═════ TEXT SECTION ═════

Interplay between entropy and enthalpy transition barriers

Figure 5 shows a plot of ΔH^⧧ against ΔS^⧧ for all systems studied. The interplay between ΔH^⧧ and ΔS^⧧ is clear; the values are almost perfectly correlated, which prevents variation in either ΔH^⧧ or ΔS^⧧ from significantly affecting ΔG^⧧. The occurrence of an enthalpy–entropy compensation has a rich history.^41–43 Numerous recent experimental findings of the enthalpy–entropy correlation plots for equilibrium and kinetic processes alike demonstrate that this phenomenon appears to be general—a balance that minimizes variation in free energy.⁴⁴ Additional evidence for this correlation, the enthalpy and entropy values for kinetic processes previously reported by our group for cis/trans isomerization of Pro13 and HisPro13 are also plotted in Figure 3. As with all the XPGG sequences, these other values also fall on or near the compensation line. This barrier height appears to be a kinetic speed limit—experiments that commence in a similar timeframe are limited by a similar barrier height. While there will be a small error associated with our measurements for ΔG^⧧, a simple calculation shows that an order of magnitude difference in rate results in ~7 kJ/mol change in ΔG^⧧. In other words, this demonstrates why all these reactions have similar transition state free energy barriers—slight changes in barrier height results in transitions that are either too fast to be observed or occur on slow timescales that are biologically improbable or experimentally intractable. Therefore, the enthalpy and entropy values work together to maintain a constant ΔG^⧧.

═════ DATASET CONTENT ═════

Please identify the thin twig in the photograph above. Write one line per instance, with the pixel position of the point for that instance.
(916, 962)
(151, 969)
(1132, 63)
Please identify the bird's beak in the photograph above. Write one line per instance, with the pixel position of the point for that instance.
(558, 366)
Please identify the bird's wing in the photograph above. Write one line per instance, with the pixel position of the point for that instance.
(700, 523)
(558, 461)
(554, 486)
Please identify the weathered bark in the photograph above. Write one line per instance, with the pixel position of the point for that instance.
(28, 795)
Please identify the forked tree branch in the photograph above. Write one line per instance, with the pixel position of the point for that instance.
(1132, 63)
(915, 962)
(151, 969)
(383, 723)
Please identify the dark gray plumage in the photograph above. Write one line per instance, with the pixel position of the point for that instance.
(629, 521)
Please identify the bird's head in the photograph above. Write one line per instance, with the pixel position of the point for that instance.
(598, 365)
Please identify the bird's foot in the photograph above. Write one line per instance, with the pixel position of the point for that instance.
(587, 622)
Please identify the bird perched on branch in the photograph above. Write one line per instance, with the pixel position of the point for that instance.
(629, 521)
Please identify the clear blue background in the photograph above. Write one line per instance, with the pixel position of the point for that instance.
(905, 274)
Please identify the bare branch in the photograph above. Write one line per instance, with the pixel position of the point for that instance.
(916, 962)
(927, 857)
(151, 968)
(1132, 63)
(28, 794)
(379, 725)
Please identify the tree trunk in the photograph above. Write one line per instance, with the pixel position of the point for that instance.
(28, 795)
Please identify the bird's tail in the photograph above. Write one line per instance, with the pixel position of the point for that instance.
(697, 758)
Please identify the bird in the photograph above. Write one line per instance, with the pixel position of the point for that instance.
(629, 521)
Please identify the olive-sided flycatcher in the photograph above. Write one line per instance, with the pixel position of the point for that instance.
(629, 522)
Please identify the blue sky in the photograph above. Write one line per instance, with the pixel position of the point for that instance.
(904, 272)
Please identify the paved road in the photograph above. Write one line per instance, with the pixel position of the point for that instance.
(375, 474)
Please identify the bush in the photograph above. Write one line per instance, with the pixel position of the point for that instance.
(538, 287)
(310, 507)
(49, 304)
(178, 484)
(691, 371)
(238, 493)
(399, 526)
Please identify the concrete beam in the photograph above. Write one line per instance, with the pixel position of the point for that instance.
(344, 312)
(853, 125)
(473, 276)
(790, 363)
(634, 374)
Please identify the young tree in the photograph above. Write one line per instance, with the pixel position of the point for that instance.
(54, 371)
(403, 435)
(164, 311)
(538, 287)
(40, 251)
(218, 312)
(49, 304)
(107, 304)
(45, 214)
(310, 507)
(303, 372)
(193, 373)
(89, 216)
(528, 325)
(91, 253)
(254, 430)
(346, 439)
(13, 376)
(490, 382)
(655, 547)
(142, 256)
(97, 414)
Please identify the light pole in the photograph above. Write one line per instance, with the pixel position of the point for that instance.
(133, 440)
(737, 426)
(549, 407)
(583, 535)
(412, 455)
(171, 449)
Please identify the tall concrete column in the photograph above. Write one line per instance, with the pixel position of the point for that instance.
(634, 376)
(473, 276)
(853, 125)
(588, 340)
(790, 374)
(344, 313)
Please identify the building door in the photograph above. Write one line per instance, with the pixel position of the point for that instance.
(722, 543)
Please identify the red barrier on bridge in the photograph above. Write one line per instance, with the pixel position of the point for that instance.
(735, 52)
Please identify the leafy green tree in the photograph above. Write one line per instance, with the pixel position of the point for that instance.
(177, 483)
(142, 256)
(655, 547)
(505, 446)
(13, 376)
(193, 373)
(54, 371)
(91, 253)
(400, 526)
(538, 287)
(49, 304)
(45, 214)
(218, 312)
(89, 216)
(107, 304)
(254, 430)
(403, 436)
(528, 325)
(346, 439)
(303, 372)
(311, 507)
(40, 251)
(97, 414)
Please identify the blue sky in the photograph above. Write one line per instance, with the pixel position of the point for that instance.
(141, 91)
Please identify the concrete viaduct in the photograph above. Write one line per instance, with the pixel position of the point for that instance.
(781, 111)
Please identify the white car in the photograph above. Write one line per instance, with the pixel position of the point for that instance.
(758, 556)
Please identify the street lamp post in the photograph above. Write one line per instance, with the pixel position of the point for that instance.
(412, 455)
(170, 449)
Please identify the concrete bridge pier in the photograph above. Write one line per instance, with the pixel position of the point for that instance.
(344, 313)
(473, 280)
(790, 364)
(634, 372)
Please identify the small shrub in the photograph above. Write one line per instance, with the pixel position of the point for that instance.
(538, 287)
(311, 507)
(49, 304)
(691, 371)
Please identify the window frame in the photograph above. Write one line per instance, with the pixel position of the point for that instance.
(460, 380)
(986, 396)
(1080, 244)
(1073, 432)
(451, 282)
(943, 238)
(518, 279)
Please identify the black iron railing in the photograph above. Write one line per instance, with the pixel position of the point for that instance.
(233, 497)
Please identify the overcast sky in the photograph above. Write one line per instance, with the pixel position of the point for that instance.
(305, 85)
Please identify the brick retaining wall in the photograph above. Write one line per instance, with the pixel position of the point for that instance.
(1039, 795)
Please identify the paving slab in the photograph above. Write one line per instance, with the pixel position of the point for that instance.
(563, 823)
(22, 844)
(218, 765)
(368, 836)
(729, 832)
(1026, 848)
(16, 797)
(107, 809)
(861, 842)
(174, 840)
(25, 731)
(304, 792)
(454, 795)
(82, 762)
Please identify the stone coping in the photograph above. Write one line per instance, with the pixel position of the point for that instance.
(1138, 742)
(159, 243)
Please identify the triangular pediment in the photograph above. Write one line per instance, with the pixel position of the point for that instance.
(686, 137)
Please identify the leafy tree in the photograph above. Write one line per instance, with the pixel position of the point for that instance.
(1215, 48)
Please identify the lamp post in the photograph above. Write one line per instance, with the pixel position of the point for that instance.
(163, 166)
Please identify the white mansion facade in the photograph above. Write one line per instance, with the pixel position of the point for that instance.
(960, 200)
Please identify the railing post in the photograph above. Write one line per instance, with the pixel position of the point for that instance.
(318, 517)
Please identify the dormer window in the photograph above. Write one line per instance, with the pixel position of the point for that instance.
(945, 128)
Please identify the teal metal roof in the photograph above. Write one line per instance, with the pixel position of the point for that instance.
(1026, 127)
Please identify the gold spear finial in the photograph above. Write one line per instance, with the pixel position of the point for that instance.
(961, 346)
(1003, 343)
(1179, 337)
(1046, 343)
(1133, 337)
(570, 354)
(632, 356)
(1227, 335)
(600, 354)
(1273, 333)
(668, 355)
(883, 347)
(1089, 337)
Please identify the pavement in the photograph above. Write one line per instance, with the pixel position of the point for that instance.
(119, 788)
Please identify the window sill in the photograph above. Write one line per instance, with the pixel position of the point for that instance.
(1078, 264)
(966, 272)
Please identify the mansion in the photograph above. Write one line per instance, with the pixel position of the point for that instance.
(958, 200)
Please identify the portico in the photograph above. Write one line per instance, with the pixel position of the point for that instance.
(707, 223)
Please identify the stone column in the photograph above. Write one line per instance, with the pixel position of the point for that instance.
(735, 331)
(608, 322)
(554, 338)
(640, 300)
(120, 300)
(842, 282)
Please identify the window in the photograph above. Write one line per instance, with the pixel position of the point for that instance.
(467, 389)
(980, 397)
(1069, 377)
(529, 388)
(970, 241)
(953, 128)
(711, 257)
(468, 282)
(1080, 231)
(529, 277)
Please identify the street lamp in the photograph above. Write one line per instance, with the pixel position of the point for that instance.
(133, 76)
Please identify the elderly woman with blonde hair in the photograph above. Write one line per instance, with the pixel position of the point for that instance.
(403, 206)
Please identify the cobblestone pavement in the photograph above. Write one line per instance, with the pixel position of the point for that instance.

═════

• EXERCISES TO COMPLETE:
[A] According to the text on transition barriers, why do all these reactions have similar transition state free energy barriers? Answer in one to three sentences.
[B] List every transition-state quantity that the text on transition barriers names with the ⧧ symbol.
[C] For each statement, say whether it agrees with the text on transition barriers, and quote the deciding words: (i) The values of ΔH^⧧ and ΔS^⧧ are only weakly correlated. (ii) An order of magnitude difference in rate results in a change of about 7 kJ/mol in ΔG^⧧. (iii) The values for Pro13 and HisPro13 lie far from the compensation line.

• TASK RESULTS:
[A] Slight changes in barrier height would produce transitions that are either too fast to be observed or so slow that they are biologically improbable or experimentally intractable. An order of magnitude difference in rate corresponds to only about 7 kJ/mol change in ΔG^⧧.

[B] ΔH^⧧, ΔS^⧧, ΔG^⧧

[C]
(i) No: "the values are almost perfectly correlated"
(ii) Yes: "an order of magnitude difference in rate results in ~7 kJ/mol change in ΔG^⧧"
(iii) No: "these other values also fall on or near the compensation line"